Texte à lire:
────────
La plupart des gens pensent que les nerds sont des personnes calmes et timides. Dans les situations sociales ordinaires, ils le sont : aussi calmes et timides que le quart-arrière vedette le serait s’il se retrouvait au milieu d’un symposium de physique. Et pour la même raison : ils sont comme des poissons hors de l’eau. Mais la timidité apparente des nerds est une illusion due au fait que lorsque les non-nerds les observent, c’est généralement dans des situations sociales ordinaires. En fait, certains nerds sont assez féroces.

Les nerds féroces sont un groupe restreint mais intéressant. Ils sont généralement extrêmement compétitifs – plus compétitifs, dirais-je, que les non-nerds très compétitifs. La compétition est plus personnelle pour eux. En partie peut-être parce qu’ils ne sont pas assez matures émotionnellement pour s’en distancier, mais aussi parce qu’il y a moins de hasard dans les types de compétition auxquels ils participent, et ils sont donc plus justifiés de prendre les résultats personnellement.
────────
Enregistrements du jeu de données de pointage

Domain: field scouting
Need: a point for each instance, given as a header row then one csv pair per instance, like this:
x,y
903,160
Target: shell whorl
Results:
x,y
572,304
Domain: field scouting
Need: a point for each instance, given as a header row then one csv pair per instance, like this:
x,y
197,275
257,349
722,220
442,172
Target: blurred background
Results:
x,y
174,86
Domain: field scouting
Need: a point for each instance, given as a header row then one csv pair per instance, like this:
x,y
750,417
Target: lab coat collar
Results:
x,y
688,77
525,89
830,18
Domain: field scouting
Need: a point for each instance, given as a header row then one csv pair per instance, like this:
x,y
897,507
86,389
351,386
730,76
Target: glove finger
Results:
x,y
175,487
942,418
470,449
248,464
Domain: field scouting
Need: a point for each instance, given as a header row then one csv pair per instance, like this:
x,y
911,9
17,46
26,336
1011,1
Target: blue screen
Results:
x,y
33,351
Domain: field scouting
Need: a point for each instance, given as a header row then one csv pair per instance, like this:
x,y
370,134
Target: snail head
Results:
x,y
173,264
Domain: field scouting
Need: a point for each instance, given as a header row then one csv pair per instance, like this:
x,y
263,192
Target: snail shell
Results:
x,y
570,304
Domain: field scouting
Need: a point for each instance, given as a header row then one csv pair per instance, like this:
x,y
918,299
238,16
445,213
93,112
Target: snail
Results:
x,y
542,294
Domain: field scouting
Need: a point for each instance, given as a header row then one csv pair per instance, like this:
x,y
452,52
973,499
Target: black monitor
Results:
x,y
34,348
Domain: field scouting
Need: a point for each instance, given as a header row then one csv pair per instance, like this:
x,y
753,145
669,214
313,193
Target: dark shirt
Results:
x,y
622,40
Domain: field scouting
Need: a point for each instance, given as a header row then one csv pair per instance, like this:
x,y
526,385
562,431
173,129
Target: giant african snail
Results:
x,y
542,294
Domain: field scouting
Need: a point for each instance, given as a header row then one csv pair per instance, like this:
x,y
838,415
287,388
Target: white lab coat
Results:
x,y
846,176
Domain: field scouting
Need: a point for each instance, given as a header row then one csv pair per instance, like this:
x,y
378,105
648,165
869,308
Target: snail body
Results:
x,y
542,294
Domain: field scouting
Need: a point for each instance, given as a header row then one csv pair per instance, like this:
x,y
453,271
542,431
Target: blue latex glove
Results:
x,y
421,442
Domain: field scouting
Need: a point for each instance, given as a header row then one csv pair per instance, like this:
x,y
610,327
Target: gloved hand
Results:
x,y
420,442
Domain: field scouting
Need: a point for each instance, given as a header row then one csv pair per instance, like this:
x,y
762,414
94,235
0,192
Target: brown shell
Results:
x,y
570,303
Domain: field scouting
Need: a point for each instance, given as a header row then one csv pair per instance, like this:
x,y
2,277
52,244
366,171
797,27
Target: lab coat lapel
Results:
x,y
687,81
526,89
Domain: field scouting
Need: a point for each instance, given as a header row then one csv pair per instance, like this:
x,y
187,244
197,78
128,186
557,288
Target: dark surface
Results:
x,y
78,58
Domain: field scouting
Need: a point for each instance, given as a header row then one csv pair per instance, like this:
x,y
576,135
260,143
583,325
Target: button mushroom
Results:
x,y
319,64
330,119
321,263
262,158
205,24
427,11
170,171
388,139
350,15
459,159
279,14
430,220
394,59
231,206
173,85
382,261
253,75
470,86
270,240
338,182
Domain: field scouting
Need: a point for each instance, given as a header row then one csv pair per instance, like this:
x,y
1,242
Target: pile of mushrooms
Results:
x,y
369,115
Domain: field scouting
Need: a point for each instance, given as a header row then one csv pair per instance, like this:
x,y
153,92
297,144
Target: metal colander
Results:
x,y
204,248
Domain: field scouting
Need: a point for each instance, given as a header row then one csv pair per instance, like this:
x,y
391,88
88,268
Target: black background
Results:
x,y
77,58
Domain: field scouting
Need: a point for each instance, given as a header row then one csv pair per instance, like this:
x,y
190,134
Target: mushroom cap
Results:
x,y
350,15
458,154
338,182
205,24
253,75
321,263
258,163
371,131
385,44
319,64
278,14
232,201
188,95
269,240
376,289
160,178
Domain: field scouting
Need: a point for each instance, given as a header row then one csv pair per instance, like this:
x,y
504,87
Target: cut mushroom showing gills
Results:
────────
Tâches à réaliser:
1 – Selon le texte sur les nerds féroces, comment ceux-ci se situent-ils en matière de compétitivité par rapport aux non-nerds très compétitifs ?
2 – Recopiez le passage du texte sur les nerds compris entre « La plupart des » et « sont assez féroces. », inclus.
3 – Rédigez la suite du texte sur les nerds féroces.

Exercices corrigés:
1 – Ils sont plus compétitifs que les non-nerds très compétitifs.

2 –
La plupart des gens pensent que les nerds sont des personnes calmes et timides. Dans les situations sociales ordinaires, ils le sont : aussi calmes et timides que le quart-arrière vedette le serait s’il se retrouvait au milieu d’un symposium de physique. Et pour la même raison : ils sont comme des poissons hors de l’eau. Mais la timidité apparente des nerds est une illusion due au fait que lorsque les non-nerds les observent, c’est généralement dans des situations sociales ordinaires. En fait, certains nerds sont assez féroces.

3 –
Les nerds féroces ont également tendance à être un peu trop confiants, surtout lorsqu’ils sont jeunes. Il pourrait sembler que ce serait un désavantage de se tromper sur ses capacités, mais empiriquement, ce n’est pas le cas. Jusqu’à un certain point, la confiance est une prophétie qui se réalise.

Une autre qualité que l’on retrouve chez la plupart des nerds féroces est l’intelligence. Tous les nerds ne sont pas intelligents, mais les féroces le sont toujours au moins modérément. S’ils ne l’étaient pas, ils n’auraient pas la confiance nécessaire pour être féroces. [1]

Il existe également un lien naturel entre la nature de nerd et l’indépendance d’esprit. Il est difficile d’être indépendant d’esprit sans être un peu maladroit socialement, car les croyances conventionnelles sont si souvent erronées, ou du moins arbitraires. Personne qui serait à la fois indépendant d’esprit et ambitieux ne voudrait perdre l’effort qu’il faut pour s’intégrer. Et l’indépendance d’esprit des nerds féroces sera évidemment du type agressif plutôt que passif : ils seront agacés par les règles, plutôt que de les ignorer rêveusement.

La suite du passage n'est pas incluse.